- **Text for analysis**
Lawyers for Henning, Birch argue DNA testing should spur another trial
Two men convicted of a grisly, 1985 murder asked the Connecticut Supreme Court on Friday to either exonerate them or grant them a new trial in light of new DNA testing that places an unknown female at the scene of the crime.
The request came after lawyers for Shawn Henning and Ralph “Ricky” Birch on Thursday argued before the court that the convictions were precipitated by false testimony by state criminologist Henry Lee, inept lawyering, and coerced witnesses.
Henning and Birch, who were convicted in 1989 of murdering 65-year-old New Milford resident Everett Carr during a burglary at his home, have maintained their innocence since their arrests.
Andrew O’Shea, an attorney for Birch, told Supreme Court justices on Friday that the new “DNA evidence itself is highly exculpatory” and argued that new testing, together with other relevant evidence, indicates there should be a new trial.
“Here you have DNA evidence that is relevant to guilt or innocence, then that should be considered,” O’Shea said.
O’Shea was referring to DNA testing conducted between 2007 and 2013 on more than two dozen items in the home. That testing turned up the DNA profile of an unknown female that was found mixed with the victim’s in several places connected with the crime.
That unknown female’s DNA was found on certain items that likely only the victim would have touched—including on a White Owl cigar box, blood scraped from a floorboard, and the front waistband of the victim’s underwear.
No DNA evidence was ever discovered linking either Birch or Henning to the crime.

- **Supplied entries**
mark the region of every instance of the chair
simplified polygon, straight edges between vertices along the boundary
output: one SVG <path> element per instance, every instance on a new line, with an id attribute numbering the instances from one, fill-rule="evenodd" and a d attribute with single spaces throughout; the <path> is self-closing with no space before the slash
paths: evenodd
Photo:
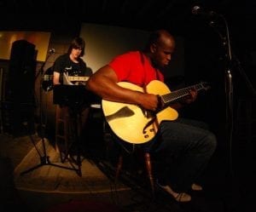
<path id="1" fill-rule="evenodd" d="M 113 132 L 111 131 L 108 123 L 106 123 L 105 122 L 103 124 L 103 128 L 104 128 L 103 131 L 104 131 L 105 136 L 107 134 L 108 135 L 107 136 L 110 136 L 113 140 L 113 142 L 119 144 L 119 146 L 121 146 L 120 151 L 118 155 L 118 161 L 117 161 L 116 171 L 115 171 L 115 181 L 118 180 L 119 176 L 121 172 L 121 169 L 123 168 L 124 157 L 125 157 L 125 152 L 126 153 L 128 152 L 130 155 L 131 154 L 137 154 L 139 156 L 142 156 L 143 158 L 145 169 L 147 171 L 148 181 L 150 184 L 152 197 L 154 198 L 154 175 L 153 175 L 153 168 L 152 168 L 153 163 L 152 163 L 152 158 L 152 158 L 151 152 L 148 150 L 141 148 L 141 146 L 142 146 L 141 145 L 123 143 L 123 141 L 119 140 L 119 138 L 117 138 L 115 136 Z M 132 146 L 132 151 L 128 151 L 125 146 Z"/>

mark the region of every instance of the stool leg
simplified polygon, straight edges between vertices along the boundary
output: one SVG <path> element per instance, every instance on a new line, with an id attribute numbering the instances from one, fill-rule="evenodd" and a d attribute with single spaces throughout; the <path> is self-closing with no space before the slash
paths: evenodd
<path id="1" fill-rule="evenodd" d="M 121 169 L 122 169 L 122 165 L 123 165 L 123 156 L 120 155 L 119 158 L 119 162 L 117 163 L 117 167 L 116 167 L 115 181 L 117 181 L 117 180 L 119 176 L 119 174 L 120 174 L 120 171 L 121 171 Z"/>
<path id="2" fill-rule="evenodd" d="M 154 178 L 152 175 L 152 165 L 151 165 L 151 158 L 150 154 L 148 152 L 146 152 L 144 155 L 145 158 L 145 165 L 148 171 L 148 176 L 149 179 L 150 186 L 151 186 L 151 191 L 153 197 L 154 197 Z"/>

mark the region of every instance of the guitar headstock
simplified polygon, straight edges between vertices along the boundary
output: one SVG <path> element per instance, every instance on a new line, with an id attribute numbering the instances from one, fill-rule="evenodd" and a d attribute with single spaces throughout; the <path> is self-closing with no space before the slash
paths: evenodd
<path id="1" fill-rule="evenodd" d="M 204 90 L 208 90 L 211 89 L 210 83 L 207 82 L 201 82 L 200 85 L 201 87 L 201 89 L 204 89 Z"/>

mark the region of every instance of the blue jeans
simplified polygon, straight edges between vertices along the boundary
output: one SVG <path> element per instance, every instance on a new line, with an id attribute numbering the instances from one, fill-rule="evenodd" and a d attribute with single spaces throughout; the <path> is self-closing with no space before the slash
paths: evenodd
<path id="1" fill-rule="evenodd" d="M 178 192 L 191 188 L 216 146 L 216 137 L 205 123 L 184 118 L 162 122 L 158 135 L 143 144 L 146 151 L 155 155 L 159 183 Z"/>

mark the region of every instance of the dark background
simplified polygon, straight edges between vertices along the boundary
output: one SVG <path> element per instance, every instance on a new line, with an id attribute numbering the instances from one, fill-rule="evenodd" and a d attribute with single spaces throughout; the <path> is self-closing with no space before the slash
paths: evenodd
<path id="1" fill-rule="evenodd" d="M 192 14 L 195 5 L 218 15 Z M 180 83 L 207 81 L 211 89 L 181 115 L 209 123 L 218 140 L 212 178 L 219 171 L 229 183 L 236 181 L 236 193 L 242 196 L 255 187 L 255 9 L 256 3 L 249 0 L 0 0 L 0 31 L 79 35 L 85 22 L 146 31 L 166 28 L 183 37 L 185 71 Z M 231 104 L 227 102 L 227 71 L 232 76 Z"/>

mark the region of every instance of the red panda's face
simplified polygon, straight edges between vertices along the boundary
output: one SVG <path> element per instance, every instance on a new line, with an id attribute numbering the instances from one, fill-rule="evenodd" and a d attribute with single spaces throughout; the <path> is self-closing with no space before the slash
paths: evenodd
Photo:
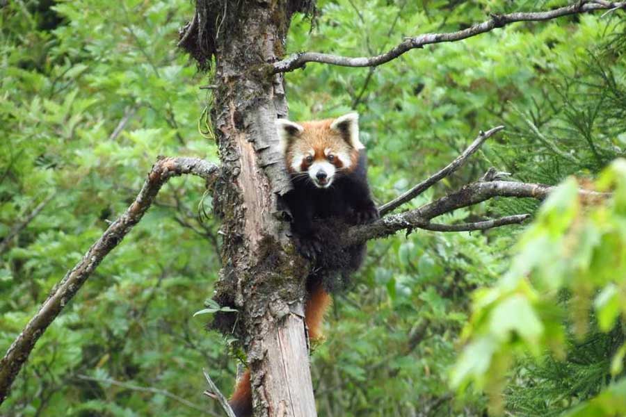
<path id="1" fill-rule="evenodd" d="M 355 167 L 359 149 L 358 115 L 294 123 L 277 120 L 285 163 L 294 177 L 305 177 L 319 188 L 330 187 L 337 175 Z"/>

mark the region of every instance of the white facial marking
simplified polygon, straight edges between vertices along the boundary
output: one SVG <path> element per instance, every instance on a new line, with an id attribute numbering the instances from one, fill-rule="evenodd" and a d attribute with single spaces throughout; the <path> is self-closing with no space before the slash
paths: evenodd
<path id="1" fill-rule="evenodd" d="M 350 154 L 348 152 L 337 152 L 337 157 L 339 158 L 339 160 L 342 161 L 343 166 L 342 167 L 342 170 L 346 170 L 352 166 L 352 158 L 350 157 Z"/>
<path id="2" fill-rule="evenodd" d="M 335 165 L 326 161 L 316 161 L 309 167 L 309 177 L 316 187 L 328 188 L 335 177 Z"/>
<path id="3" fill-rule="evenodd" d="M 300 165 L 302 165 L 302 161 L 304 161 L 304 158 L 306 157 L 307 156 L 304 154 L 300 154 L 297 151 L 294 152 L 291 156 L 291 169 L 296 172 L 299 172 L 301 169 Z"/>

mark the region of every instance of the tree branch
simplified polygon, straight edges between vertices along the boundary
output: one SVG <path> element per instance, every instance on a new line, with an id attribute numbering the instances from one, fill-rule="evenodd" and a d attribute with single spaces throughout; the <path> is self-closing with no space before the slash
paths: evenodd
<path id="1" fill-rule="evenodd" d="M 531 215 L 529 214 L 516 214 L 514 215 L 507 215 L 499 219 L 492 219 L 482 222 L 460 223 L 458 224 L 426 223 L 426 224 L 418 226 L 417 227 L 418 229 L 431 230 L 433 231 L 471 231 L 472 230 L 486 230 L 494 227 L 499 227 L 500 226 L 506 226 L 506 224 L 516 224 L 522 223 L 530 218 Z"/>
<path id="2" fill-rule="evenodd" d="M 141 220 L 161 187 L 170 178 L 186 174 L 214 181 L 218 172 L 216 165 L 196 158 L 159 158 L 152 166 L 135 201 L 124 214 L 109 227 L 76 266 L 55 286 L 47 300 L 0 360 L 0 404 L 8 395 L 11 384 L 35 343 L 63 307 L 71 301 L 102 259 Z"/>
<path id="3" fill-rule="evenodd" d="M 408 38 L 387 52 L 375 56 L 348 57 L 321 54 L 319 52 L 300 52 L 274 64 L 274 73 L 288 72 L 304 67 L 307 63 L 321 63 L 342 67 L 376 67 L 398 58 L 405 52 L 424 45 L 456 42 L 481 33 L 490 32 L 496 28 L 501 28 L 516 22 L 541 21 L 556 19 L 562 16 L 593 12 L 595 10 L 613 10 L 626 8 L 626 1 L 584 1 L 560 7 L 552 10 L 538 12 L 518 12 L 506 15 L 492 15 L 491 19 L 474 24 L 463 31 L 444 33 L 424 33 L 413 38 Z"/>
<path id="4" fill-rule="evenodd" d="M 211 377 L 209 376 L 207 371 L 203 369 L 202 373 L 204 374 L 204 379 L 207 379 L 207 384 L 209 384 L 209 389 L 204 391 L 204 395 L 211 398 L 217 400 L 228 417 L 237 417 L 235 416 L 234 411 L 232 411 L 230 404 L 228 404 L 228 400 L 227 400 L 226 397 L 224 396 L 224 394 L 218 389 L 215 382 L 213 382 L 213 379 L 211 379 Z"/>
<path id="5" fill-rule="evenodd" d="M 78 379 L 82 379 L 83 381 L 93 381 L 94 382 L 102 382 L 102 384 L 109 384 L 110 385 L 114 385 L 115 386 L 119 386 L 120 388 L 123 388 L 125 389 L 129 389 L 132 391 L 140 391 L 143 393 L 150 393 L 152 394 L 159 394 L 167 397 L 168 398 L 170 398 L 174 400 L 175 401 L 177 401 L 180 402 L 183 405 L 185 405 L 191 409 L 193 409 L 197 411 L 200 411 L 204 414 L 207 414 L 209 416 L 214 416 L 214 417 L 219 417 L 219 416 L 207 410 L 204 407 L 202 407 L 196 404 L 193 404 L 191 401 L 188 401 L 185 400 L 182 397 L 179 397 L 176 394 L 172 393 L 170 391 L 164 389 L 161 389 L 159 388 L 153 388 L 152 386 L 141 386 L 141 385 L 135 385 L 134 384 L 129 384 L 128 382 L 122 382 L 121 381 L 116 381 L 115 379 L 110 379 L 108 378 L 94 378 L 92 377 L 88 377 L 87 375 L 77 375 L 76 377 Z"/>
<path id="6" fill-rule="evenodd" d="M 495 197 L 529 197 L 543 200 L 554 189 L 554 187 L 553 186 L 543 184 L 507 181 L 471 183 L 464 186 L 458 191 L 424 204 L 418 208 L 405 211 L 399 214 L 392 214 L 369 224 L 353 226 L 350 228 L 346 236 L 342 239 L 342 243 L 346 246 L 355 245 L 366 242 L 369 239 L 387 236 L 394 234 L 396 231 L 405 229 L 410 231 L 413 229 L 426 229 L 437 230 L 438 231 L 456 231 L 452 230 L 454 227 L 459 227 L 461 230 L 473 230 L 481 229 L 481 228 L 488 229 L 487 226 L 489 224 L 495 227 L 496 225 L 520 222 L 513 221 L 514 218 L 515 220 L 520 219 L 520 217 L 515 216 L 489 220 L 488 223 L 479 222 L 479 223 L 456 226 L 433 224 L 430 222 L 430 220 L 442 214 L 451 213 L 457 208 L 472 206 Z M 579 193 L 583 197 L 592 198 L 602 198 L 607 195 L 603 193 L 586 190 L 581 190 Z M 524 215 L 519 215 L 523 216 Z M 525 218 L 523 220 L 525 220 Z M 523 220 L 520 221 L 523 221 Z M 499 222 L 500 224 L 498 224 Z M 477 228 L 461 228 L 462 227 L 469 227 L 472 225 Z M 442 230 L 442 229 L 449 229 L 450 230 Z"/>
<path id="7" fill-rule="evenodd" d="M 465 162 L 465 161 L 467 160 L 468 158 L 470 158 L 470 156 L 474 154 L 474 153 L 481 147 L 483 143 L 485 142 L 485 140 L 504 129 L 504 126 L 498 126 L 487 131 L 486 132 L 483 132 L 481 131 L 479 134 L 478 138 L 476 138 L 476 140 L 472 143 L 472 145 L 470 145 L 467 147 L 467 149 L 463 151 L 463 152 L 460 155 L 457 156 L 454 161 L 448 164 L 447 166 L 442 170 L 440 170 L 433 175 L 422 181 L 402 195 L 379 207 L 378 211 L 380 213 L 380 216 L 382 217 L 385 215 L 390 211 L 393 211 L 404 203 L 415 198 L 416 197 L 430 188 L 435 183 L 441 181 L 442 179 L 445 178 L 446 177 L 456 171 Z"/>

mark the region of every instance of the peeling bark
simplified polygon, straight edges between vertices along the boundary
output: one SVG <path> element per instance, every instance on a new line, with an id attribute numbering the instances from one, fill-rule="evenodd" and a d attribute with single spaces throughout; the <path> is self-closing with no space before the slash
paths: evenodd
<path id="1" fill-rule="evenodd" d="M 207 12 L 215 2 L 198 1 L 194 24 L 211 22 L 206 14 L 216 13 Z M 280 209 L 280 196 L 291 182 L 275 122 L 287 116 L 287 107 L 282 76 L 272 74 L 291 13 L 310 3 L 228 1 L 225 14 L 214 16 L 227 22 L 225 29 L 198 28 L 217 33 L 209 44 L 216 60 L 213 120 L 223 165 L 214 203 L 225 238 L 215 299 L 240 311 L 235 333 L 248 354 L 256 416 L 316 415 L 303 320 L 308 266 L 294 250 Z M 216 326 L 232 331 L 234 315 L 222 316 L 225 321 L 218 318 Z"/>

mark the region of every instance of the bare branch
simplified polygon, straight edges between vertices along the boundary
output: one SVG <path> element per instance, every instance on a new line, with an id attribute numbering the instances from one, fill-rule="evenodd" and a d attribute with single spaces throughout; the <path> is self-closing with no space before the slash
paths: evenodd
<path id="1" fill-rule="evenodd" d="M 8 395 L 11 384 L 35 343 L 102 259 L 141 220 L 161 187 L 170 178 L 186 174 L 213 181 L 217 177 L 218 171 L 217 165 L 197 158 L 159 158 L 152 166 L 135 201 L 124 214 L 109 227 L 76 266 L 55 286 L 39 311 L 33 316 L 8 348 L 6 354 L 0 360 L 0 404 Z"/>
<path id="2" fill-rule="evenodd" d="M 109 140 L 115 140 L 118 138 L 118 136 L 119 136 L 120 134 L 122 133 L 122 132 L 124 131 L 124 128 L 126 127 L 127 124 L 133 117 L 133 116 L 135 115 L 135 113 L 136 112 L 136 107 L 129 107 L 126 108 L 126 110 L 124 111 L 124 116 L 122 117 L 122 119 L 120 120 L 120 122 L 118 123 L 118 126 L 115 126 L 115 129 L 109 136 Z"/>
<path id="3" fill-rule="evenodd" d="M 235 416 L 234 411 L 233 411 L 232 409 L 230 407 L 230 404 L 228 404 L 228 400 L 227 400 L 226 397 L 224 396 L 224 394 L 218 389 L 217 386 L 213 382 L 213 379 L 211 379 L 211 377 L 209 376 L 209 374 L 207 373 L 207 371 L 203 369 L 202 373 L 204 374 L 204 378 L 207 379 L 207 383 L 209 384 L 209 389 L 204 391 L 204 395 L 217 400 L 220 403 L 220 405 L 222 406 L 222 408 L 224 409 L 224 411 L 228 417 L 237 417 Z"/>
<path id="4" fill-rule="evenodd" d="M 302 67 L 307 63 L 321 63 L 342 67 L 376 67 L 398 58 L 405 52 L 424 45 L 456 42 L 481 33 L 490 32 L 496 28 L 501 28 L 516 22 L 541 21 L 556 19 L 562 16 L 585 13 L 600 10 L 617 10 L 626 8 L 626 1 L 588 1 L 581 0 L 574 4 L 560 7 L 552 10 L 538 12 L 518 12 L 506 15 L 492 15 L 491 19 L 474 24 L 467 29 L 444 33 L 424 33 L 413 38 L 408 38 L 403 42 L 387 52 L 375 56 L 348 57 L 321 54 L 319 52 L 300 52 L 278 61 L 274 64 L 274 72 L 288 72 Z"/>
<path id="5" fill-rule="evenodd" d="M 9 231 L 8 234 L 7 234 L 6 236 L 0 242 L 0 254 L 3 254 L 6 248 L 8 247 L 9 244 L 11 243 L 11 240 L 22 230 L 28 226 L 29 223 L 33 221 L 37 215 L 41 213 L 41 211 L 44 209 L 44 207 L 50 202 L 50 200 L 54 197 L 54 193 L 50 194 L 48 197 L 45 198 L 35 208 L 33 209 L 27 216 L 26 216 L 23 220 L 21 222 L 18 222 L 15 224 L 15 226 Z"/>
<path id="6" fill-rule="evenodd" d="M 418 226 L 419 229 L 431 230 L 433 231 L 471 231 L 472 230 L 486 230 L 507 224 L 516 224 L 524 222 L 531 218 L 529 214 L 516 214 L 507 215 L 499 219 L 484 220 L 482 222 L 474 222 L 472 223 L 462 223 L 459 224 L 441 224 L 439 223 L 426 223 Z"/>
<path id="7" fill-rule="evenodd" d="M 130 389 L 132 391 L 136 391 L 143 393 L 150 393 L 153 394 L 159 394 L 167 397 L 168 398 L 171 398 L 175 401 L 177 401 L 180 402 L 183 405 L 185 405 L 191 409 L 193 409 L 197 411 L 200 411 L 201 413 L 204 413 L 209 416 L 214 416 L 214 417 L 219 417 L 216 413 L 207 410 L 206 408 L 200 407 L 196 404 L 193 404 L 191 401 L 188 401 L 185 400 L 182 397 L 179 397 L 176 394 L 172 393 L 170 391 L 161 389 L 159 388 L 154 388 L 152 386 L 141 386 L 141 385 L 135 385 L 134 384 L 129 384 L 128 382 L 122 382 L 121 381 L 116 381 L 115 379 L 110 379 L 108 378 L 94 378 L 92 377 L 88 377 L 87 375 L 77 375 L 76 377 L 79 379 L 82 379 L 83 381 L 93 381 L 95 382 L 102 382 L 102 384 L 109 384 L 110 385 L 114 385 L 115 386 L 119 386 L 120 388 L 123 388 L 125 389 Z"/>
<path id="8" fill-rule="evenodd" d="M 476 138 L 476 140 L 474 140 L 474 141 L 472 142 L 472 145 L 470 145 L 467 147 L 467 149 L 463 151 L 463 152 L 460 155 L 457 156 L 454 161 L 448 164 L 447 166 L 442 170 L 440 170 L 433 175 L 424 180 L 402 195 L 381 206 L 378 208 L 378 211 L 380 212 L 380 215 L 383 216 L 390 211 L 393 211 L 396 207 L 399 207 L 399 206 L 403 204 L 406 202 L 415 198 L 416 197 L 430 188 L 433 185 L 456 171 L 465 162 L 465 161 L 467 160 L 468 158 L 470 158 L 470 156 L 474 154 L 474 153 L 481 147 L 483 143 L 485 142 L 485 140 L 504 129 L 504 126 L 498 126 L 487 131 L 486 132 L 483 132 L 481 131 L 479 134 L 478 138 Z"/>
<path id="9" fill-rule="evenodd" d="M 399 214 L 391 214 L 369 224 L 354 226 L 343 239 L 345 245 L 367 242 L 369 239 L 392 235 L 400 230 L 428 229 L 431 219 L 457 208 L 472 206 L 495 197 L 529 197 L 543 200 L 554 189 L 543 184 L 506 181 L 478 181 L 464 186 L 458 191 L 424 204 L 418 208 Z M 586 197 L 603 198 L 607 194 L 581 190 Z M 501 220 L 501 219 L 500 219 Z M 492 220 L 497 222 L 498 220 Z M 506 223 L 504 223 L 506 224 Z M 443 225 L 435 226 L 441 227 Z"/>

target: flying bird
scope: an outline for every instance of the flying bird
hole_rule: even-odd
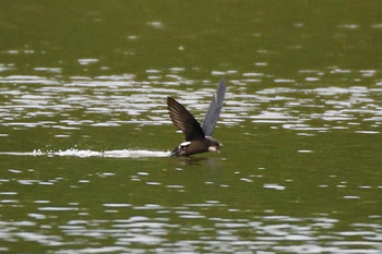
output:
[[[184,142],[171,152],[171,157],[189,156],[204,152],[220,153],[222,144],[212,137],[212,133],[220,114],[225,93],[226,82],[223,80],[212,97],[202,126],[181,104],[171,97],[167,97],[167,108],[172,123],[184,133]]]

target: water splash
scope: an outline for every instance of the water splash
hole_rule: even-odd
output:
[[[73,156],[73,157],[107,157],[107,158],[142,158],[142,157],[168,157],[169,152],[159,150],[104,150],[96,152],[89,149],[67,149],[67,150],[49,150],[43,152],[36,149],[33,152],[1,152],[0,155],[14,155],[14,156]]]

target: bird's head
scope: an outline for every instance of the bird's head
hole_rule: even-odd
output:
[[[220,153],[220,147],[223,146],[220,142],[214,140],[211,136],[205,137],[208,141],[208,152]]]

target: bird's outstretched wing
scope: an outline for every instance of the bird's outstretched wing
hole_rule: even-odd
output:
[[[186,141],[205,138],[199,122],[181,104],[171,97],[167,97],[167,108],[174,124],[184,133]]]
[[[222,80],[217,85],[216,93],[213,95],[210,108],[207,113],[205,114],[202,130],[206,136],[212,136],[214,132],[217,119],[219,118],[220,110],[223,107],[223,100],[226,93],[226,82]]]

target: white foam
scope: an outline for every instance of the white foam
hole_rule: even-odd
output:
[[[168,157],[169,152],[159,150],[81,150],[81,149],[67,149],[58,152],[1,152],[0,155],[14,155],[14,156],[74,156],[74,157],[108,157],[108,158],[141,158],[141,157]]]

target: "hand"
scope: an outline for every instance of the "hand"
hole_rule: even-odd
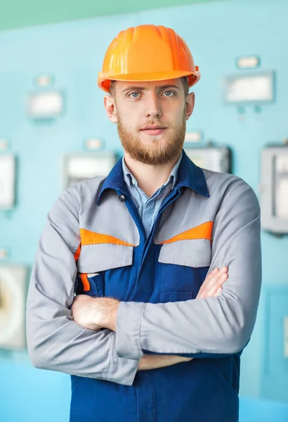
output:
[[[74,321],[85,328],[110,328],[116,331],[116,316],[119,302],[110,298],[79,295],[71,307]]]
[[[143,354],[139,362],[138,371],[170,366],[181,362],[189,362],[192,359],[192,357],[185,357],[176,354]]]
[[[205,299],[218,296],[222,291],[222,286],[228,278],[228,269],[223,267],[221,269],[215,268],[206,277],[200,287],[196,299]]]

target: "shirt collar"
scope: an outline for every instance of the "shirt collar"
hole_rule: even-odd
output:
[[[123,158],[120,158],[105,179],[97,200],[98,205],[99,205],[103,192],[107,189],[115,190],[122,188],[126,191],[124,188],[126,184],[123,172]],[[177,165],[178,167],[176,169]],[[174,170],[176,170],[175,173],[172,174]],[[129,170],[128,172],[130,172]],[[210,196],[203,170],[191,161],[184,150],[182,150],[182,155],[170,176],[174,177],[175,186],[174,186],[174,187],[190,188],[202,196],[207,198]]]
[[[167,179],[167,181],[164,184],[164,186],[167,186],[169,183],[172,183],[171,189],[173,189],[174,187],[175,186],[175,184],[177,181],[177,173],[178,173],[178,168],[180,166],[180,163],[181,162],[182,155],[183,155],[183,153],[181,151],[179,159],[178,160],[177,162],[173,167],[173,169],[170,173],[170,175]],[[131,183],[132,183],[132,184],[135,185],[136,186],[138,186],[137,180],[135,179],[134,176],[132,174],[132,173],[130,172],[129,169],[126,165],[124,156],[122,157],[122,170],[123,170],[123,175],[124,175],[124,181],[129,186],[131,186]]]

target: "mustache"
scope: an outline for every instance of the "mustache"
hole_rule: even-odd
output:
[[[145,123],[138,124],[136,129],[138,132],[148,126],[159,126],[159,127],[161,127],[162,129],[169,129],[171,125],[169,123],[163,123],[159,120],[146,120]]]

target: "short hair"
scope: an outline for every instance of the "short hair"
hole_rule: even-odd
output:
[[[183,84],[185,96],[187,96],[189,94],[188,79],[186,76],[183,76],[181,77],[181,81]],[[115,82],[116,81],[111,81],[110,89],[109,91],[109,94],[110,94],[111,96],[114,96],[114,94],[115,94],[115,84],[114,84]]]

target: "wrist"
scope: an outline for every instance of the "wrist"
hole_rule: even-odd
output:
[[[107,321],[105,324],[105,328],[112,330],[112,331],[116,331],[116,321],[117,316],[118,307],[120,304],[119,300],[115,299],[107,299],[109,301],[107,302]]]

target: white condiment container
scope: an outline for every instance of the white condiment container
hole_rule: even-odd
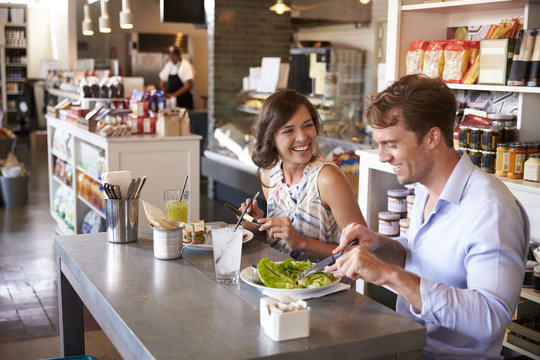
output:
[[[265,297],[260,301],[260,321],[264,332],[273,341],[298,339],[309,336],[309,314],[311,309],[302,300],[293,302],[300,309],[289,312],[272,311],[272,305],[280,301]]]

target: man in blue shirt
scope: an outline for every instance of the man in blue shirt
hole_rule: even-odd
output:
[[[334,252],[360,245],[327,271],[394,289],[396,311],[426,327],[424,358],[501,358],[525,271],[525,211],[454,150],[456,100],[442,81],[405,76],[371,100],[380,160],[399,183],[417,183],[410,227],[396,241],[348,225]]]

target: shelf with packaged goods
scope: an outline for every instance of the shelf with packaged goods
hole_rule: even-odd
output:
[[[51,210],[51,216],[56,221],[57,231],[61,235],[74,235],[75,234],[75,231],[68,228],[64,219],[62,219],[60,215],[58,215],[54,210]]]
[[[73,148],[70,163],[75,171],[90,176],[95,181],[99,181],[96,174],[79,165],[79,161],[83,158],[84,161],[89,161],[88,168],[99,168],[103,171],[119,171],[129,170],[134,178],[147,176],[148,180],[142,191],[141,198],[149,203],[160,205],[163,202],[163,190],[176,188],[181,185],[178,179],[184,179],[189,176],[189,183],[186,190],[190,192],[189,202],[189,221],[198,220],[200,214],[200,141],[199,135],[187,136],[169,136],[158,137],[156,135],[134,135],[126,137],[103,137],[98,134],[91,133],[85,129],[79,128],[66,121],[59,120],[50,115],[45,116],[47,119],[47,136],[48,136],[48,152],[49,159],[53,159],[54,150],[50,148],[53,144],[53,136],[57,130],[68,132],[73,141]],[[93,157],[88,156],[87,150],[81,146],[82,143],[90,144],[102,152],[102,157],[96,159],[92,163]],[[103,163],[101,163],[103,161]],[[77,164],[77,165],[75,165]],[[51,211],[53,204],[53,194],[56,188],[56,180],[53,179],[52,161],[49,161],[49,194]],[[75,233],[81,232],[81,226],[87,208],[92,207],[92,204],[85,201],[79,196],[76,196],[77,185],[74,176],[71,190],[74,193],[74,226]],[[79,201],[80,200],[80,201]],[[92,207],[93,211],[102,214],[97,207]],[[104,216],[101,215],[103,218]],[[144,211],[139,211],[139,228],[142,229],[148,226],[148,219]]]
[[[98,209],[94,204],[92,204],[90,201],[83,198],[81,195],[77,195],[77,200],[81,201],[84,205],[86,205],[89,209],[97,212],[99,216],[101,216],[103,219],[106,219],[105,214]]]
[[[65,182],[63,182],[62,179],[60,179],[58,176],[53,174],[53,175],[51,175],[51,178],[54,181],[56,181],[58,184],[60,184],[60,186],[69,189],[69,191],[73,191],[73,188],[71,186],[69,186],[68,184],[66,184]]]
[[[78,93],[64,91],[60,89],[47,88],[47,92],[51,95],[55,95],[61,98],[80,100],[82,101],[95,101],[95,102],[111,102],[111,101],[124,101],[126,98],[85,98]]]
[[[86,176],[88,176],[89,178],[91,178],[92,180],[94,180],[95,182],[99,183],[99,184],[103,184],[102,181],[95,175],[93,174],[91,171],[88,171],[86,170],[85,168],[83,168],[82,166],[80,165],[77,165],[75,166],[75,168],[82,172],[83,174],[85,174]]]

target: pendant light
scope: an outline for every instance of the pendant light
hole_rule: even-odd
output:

- **Exercise**
Repeat word for word the part of the news article about the Henning and Birch DNA appeal that runs from "O’Shea was referring" to "the victim’s underwear.".

- **Finished task**
O’Shea was referring to DNA testing conducted between 2007 and 2013 on more than two dozen items in the home. That testing turned up the DNA profile of an unknown female that was found mixed with the victim’s in several places connected with the crime.
That unknown female’s DNA was found on certain items that likely only the victim would have touched—including on a White Owl cigar box, blood scraped from a floorboard, and the front waistband of the victim’s underwear.